ARTICLE →
────────────────────────────────────────
Monthly Archives: January 2014

Two frame nucs

The completed box

The completed box

Two frame nuc boxes are extremely useful and relatively easy and inexpensive to construct. I use them throughout the season for all sorts of things, including:

  • carrying drawn frames, foundation, stores and/or dummy boards
  • mating nucs, primed with a grafted cell or a frame with a swarm cell
  • two frame ‘split’ to protect an old queen while the colony is re-queened
  • simple box to protect a frame with the queen while manipulating the colony e.g. harvesting nurse bees to populate mini-nucs, Bailey comb changes
  • transport box for grafted larvae, with the frame wrapped in a damp tea towel and a hot water bottle for warmth
  • a seat (for grafting, or just avoiding the damp ground)
────────────────────────────────────────
STORED DATA →
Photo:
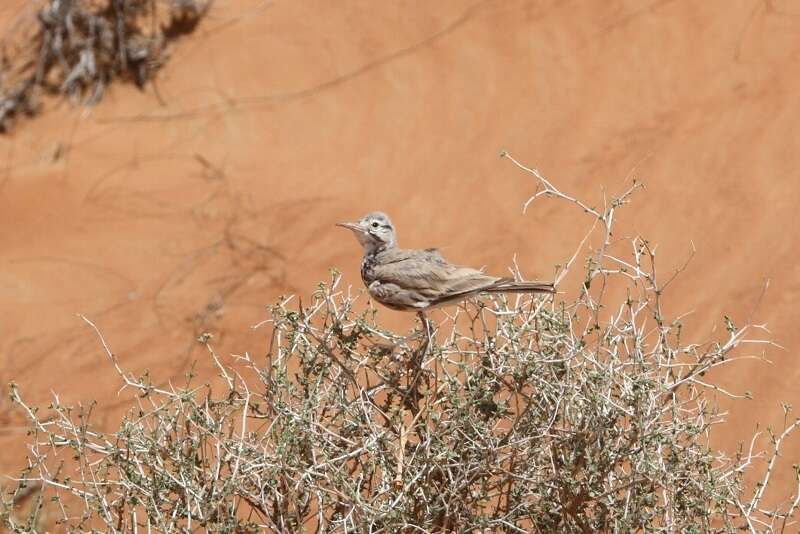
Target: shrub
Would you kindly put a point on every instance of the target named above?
(519, 415)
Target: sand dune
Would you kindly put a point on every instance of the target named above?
(160, 220)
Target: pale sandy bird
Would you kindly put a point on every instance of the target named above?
(419, 280)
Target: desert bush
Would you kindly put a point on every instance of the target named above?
(518, 415)
(76, 48)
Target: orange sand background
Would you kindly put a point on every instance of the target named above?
(160, 220)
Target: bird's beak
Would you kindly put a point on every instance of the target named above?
(356, 227)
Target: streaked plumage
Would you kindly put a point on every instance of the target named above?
(417, 280)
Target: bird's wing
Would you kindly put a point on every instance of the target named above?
(428, 273)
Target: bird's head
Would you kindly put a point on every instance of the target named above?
(374, 231)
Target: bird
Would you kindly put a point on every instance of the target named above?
(421, 280)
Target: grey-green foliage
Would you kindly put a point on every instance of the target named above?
(521, 415)
(76, 48)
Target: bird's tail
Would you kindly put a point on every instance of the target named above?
(502, 285)
(509, 285)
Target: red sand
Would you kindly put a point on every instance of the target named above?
(159, 222)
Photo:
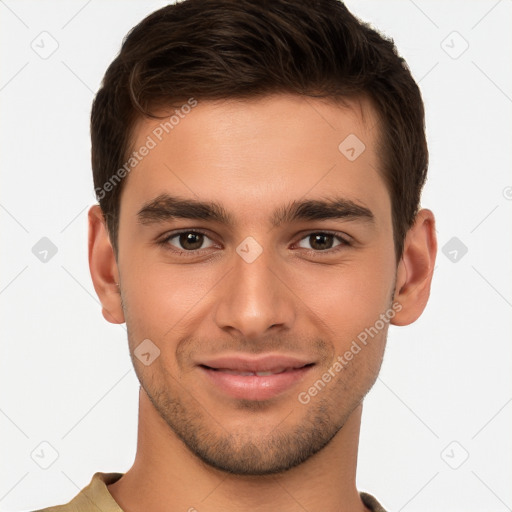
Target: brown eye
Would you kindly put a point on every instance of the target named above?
(188, 241)
(322, 241)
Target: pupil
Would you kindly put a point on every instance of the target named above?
(191, 241)
(320, 241)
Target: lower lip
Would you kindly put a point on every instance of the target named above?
(255, 387)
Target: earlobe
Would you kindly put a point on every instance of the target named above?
(103, 267)
(414, 273)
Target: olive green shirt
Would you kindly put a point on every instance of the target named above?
(96, 497)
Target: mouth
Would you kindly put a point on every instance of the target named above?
(255, 378)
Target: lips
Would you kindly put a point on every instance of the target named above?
(254, 378)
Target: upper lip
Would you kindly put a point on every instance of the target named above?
(263, 363)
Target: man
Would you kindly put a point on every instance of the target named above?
(258, 167)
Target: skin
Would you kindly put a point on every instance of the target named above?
(199, 448)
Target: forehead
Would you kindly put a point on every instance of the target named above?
(258, 152)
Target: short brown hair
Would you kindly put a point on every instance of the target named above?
(216, 49)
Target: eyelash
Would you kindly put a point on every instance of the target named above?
(344, 242)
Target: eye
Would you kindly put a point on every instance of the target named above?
(322, 241)
(187, 241)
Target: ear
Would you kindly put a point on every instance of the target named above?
(103, 267)
(414, 273)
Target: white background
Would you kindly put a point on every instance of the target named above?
(65, 373)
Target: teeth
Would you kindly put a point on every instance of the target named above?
(247, 374)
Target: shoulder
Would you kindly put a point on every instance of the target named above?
(91, 498)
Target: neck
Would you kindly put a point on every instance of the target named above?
(166, 475)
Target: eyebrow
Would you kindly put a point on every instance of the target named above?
(167, 207)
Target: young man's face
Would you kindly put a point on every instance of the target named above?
(282, 295)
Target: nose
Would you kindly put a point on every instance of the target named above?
(254, 298)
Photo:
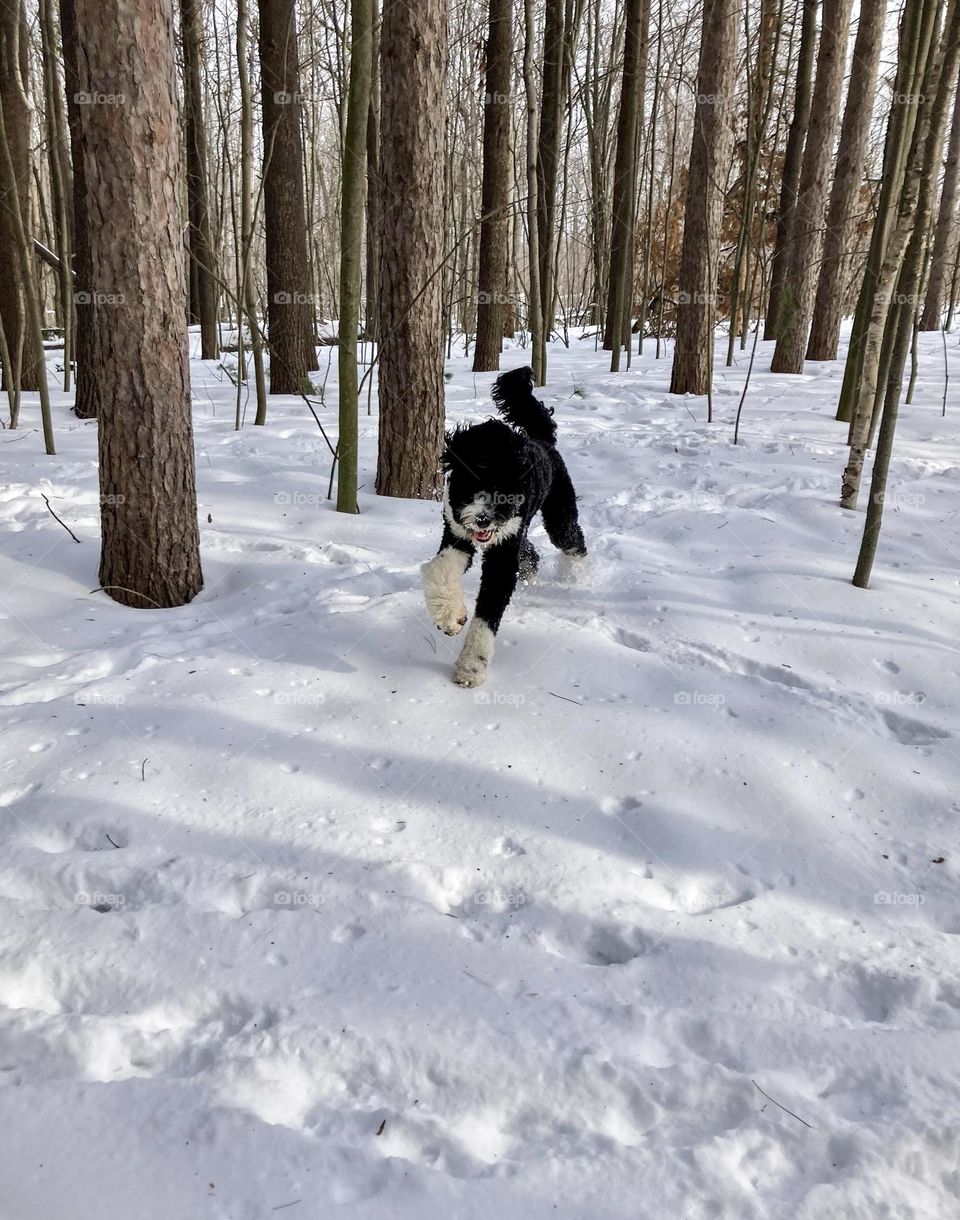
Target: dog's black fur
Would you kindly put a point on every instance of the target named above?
(499, 476)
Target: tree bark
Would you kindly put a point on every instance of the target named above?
(792, 164)
(15, 87)
(799, 282)
(412, 110)
(944, 238)
(848, 176)
(495, 189)
(351, 243)
(289, 300)
(132, 159)
(710, 150)
(87, 401)
(203, 271)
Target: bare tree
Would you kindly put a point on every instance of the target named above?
(710, 149)
(799, 281)
(848, 177)
(411, 399)
(150, 553)
(495, 193)
(289, 298)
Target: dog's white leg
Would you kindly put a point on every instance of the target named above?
(476, 655)
(443, 591)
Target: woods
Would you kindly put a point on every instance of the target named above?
(471, 175)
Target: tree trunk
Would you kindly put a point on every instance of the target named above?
(625, 179)
(825, 328)
(132, 154)
(710, 151)
(412, 107)
(289, 300)
(87, 401)
(495, 190)
(351, 243)
(944, 238)
(799, 281)
(203, 271)
(16, 107)
(924, 60)
(792, 165)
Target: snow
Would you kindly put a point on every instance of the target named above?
(661, 922)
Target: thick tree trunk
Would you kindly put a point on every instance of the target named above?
(495, 189)
(411, 388)
(710, 150)
(883, 334)
(132, 157)
(799, 282)
(792, 164)
(203, 271)
(620, 279)
(289, 300)
(351, 243)
(825, 327)
(87, 401)
(944, 238)
(16, 106)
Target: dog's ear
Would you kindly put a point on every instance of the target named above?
(449, 456)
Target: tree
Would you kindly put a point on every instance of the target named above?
(87, 400)
(411, 397)
(351, 242)
(203, 300)
(289, 299)
(944, 237)
(16, 281)
(792, 164)
(710, 150)
(848, 176)
(150, 552)
(799, 281)
(495, 190)
(620, 281)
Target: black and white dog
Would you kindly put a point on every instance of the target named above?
(499, 476)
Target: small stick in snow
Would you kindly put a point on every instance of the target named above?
(57, 519)
(783, 1107)
(575, 702)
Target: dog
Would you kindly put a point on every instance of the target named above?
(498, 477)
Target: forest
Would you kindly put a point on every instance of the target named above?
(647, 925)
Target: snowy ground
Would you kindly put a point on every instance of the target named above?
(290, 924)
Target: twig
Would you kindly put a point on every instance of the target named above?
(565, 698)
(782, 1107)
(57, 519)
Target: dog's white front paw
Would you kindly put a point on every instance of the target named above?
(442, 589)
(475, 658)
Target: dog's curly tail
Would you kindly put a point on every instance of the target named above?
(512, 393)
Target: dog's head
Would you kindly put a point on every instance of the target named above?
(484, 494)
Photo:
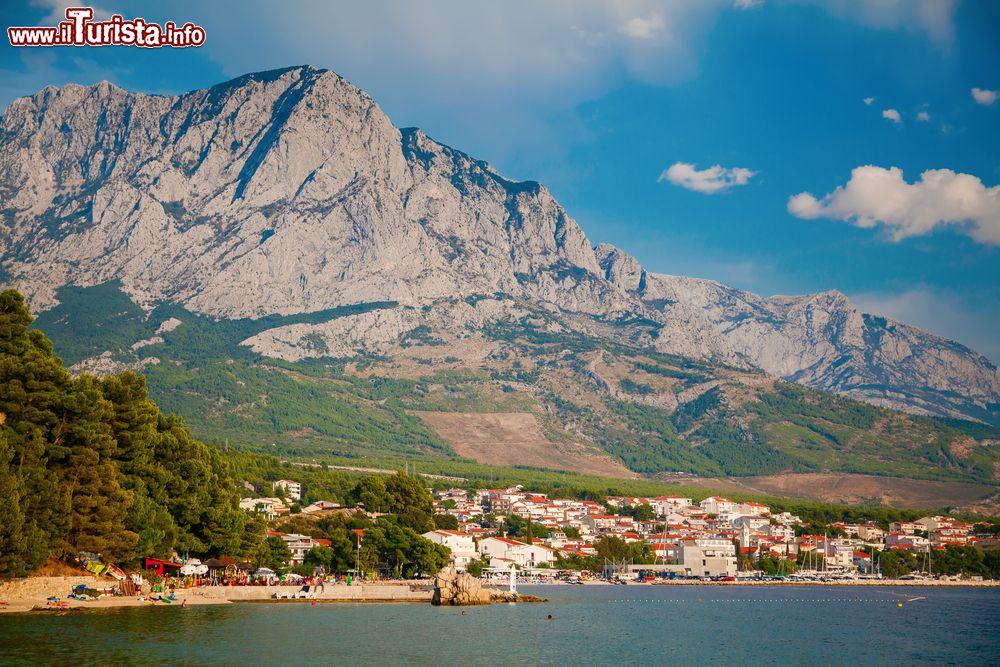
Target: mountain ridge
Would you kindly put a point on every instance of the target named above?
(290, 191)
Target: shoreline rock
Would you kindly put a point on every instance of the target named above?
(452, 588)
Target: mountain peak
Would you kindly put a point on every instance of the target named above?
(289, 191)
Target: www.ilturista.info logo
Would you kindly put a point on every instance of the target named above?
(79, 29)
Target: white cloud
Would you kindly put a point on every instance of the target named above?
(643, 28)
(941, 198)
(892, 114)
(931, 17)
(984, 96)
(494, 78)
(709, 181)
(57, 10)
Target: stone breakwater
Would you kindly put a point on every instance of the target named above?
(33, 593)
(454, 588)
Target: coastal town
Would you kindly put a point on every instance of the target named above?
(659, 538)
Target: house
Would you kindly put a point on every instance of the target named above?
(664, 505)
(904, 541)
(708, 558)
(523, 555)
(717, 505)
(299, 545)
(462, 546)
(292, 489)
(164, 568)
(869, 532)
(269, 507)
(905, 527)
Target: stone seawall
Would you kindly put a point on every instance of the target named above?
(330, 593)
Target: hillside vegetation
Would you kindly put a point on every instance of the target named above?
(655, 413)
(91, 464)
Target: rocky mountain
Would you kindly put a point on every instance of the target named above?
(290, 192)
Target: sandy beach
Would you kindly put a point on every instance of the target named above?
(31, 594)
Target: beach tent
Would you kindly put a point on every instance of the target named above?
(194, 567)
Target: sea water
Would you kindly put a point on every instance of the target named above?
(589, 625)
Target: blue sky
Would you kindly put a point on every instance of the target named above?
(620, 107)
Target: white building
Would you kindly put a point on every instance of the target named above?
(708, 558)
(292, 489)
(665, 505)
(462, 546)
(523, 555)
(269, 507)
(718, 505)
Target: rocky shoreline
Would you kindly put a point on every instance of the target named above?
(452, 588)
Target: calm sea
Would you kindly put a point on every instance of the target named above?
(621, 625)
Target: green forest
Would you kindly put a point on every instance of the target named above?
(91, 464)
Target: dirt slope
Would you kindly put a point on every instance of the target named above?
(516, 439)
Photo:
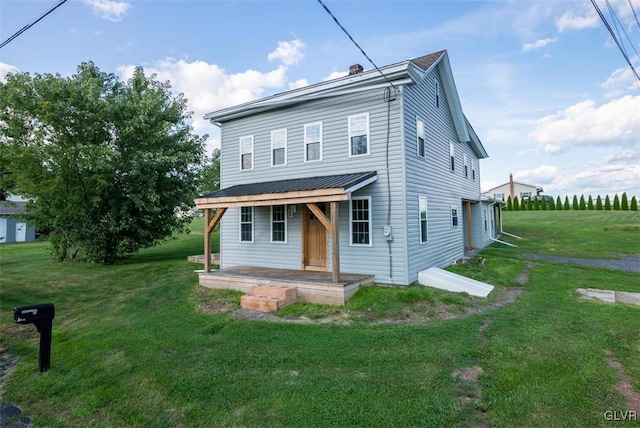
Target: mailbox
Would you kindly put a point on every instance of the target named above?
(42, 316)
(32, 314)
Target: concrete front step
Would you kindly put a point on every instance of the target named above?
(269, 297)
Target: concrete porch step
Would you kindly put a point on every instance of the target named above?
(269, 297)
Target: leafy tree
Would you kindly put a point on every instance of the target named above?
(211, 174)
(575, 204)
(558, 203)
(107, 164)
(624, 204)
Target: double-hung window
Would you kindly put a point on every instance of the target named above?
(246, 224)
(278, 223)
(246, 152)
(359, 134)
(420, 137)
(360, 213)
(313, 142)
(279, 147)
(452, 156)
(422, 213)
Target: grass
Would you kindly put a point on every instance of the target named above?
(141, 344)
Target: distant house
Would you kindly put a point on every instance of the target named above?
(513, 189)
(385, 161)
(12, 227)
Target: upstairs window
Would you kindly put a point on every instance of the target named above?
(452, 156)
(246, 152)
(359, 134)
(313, 142)
(360, 221)
(279, 147)
(420, 138)
(246, 224)
(422, 213)
(278, 223)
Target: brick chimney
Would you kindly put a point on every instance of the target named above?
(355, 69)
(511, 190)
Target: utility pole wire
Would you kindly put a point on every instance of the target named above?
(26, 27)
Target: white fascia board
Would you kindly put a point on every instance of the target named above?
(364, 80)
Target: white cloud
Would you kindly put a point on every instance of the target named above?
(537, 44)
(571, 20)
(585, 124)
(541, 175)
(6, 69)
(109, 9)
(289, 53)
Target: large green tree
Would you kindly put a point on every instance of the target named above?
(109, 165)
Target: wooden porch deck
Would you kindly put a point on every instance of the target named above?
(312, 286)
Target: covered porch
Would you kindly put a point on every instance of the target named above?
(319, 279)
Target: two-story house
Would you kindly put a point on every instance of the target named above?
(374, 173)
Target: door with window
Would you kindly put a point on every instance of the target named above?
(314, 240)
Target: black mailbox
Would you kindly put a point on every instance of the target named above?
(32, 314)
(42, 316)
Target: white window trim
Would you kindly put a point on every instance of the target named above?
(453, 207)
(452, 155)
(305, 142)
(253, 225)
(368, 137)
(285, 147)
(359, 198)
(240, 151)
(424, 140)
(426, 206)
(285, 225)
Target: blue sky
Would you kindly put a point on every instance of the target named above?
(542, 82)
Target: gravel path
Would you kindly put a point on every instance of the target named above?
(629, 263)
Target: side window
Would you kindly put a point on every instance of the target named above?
(313, 142)
(422, 212)
(360, 221)
(420, 137)
(246, 152)
(279, 147)
(452, 156)
(278, 223)
(359, 134)
(246, 224)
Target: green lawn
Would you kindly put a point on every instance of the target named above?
(132, 346)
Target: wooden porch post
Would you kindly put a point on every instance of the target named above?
(335, 243)
(207, 240)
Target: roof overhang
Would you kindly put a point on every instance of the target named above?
(298, 193)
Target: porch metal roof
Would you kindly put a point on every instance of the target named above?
(298, 190)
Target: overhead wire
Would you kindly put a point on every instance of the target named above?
(615, 39)
(26, 27)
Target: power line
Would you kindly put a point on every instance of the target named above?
(26, 27)
(356, 43)
(615, 39)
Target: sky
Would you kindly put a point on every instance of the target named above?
(543, 83)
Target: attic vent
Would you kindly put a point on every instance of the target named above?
(355, 69)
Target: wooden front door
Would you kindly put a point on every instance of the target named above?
(314, 240)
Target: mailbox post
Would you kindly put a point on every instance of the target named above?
(42, 316)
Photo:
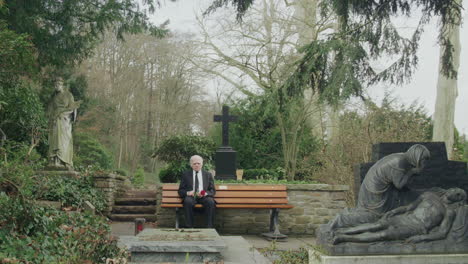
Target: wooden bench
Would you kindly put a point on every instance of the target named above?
(232, 196)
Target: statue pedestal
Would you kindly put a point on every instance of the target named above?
(316, 257)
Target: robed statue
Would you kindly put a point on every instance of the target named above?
(62, 112)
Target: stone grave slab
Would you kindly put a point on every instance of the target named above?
(174, 245)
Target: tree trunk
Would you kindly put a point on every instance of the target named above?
(447, 92)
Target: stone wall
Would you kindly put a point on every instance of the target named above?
(111, 185)
(314, 204)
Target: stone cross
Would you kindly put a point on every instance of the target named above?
(225, 118)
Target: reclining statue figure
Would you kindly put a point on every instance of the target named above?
(428, 218)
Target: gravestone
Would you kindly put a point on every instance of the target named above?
(439, 171)
(225, 158)
(174, 246)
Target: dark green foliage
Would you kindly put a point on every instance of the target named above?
(176, 152)
(78, 86)
(255, 135)
(34, 234)
(173, 171)
(16, 54)
(22, 115)
(263, 174)
(90, 152)
(71, 192)
(300, 256)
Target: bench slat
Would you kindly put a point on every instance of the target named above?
(247, 194)
(167, 200)
(221, 187)
(238, 206)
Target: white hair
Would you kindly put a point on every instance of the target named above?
(196, 157)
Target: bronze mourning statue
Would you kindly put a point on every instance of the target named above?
(434, 221)
(380, 189)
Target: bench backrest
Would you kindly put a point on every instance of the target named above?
(236, 196)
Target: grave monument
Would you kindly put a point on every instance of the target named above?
(174, 246)
(225, 158)
(411, 201)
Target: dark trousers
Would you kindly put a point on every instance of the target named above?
(208, 204)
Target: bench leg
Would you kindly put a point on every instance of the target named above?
(274, 227)
(177, 217)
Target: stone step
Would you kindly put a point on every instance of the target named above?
(135, 201)
(134, 209)
(131, 217)
(139, 194)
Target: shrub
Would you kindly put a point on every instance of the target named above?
(70, 191)
(359, 128)
(138, 178)
(257, 174)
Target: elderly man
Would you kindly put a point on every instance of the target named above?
(197, 186)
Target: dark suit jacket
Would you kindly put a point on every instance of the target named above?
(186, 183)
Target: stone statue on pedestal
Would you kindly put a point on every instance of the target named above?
(62, 112)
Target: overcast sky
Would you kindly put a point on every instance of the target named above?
(422, 87)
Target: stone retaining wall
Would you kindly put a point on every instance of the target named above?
(314, 204)
(111, 185)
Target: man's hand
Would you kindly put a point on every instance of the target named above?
(416, 239)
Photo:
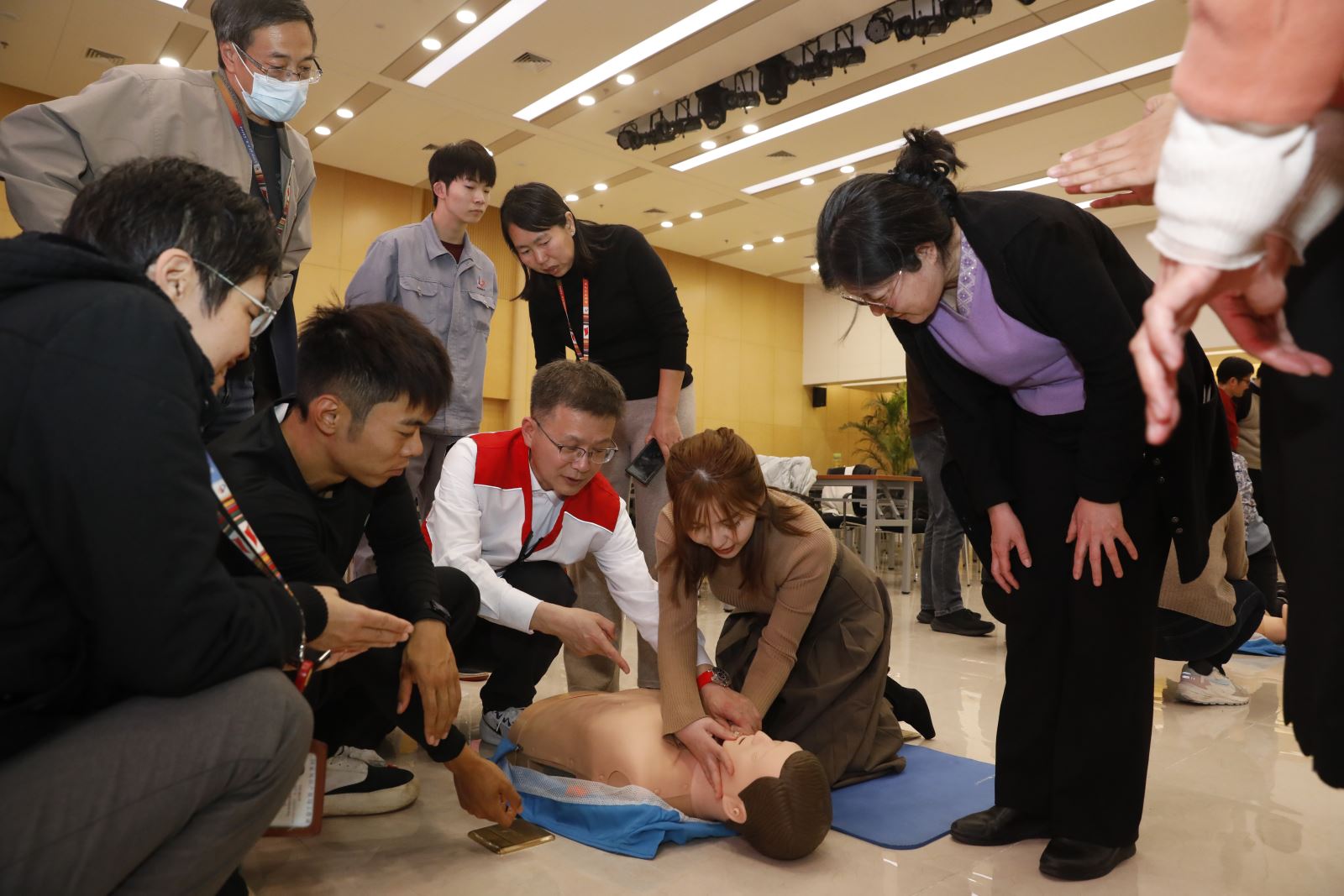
────────────────────────────────────────
TASK INSTRUCTIONS →
a. In the piece on two frame nuc boxes, what provides warmth when the box is used to transport grafted larvae?
b. Continue the piece on two frame nuc boxes, picking up after the last item in its list of uses.

ANSWERS PROVIDED →
a. A hot water bottle.

b.
v1 … too narrow, too shallow

v1 … too narrow, too shallow

I think this type of box needs the following desirable attributes; wide enough to take two frames (perhaps plus a dummy board which means an internal width of ~85mm), top bee space so you don’t have to worry about crushing bees, ample space below the frames to accommodate a frame containing a long fat queen cell (30-40 mm isn’t too much), open mesh floor and secure entrance block. In addition is should be relatively lightweight and have handles that make it easy to carry. The one addition feature I’d like to have is stability, but this is tricky with such a narrow box … I strap mine to a hive stand if it’s being left unattended. Some of these desirable attributes are obvious, others were learnt the hard way (e.g. gently lowering a frame with a precious queen cell on the bottom bar into a box that was 1cm too shallow … oops). You can build one of these two frame nucs largely with wood from the scraps box and a simple range of  tools. Remember “measure twice, cut once“.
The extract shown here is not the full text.